_Raw records:_
◇ ◇ ◇
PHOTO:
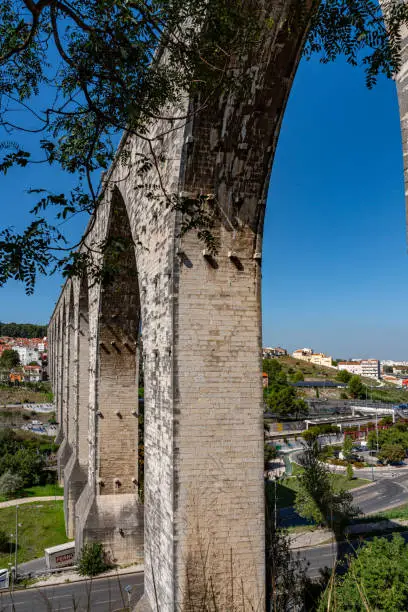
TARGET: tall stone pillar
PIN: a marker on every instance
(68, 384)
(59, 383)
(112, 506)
◇ ◇ ◇
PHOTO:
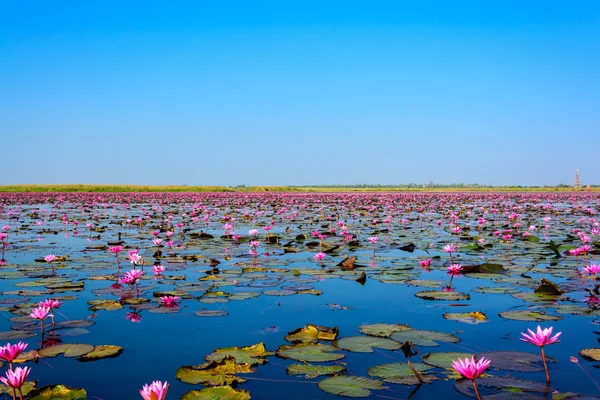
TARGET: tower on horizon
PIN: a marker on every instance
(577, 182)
◇ ◇ ◇
_Exercise objective:_ How many lines in the entries above contain the string "TARGET"? Case matters, so reply with the number alone.

_Expected answer:_ 2